:: DATASET RECORDS ::
*****

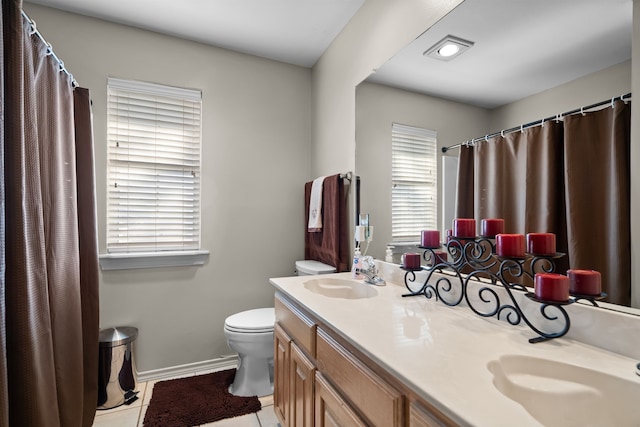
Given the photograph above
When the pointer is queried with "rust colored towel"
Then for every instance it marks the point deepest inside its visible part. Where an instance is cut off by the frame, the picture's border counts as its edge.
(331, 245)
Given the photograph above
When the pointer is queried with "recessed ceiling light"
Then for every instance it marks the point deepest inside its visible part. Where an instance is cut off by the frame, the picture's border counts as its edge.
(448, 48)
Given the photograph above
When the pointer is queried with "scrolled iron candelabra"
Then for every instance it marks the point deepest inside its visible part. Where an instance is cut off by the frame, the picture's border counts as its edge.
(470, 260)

*****

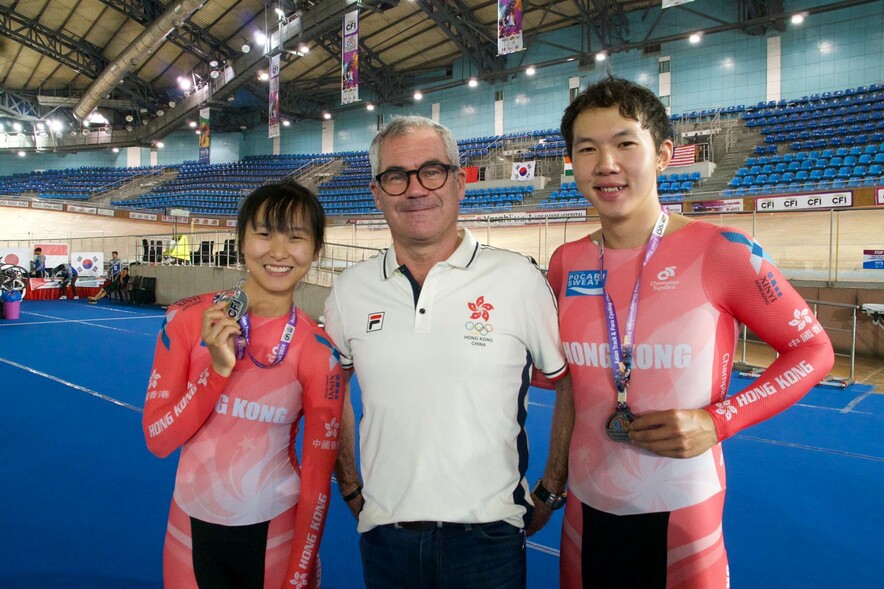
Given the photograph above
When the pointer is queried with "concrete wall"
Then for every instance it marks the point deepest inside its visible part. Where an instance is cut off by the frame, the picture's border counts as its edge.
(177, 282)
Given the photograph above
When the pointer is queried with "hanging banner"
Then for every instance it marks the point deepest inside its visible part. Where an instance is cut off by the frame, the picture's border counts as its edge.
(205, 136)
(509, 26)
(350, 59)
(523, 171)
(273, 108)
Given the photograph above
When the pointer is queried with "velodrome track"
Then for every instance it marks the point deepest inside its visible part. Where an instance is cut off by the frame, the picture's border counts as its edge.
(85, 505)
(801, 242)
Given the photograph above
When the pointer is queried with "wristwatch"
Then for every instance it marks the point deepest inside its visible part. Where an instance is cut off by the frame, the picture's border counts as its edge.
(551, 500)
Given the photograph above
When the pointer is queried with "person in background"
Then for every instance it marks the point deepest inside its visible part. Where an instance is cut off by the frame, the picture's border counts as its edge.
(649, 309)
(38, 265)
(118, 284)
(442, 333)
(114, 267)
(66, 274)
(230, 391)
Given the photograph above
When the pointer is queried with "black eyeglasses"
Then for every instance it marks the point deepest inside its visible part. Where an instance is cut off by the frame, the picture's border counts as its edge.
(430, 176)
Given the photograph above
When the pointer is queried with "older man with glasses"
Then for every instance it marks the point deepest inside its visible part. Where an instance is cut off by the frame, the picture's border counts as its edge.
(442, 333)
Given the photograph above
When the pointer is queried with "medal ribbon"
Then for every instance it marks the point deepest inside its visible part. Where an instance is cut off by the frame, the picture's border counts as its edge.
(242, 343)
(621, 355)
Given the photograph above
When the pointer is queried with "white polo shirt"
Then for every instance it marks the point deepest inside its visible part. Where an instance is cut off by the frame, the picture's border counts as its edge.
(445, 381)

*****

:: SHORT TASK ::
Locate each line of the data above that contains the word "When", and copy those lines out in full.

:: ANSWER BELOW ::
When the pointer is queried with "rust colored towel"
When the pointer is queried with "recessed ceiling light"
When the pointer is queried with "scrolled iron candelabra"
When the pointer is queried with "concrete wall"
When the pointer is queried with "hanging banner"
When the pointer is queried with "velodrome track"
When the pointer is queried with "wristwatch"
When the pointer is queried with "person in background"
When the pointer is queried with "black eyeglasses"
When the pointer is queried with "older man with glasses"
When the pointer is queried with "medal ribbon"
When the pointer is queried with "white polo shirt"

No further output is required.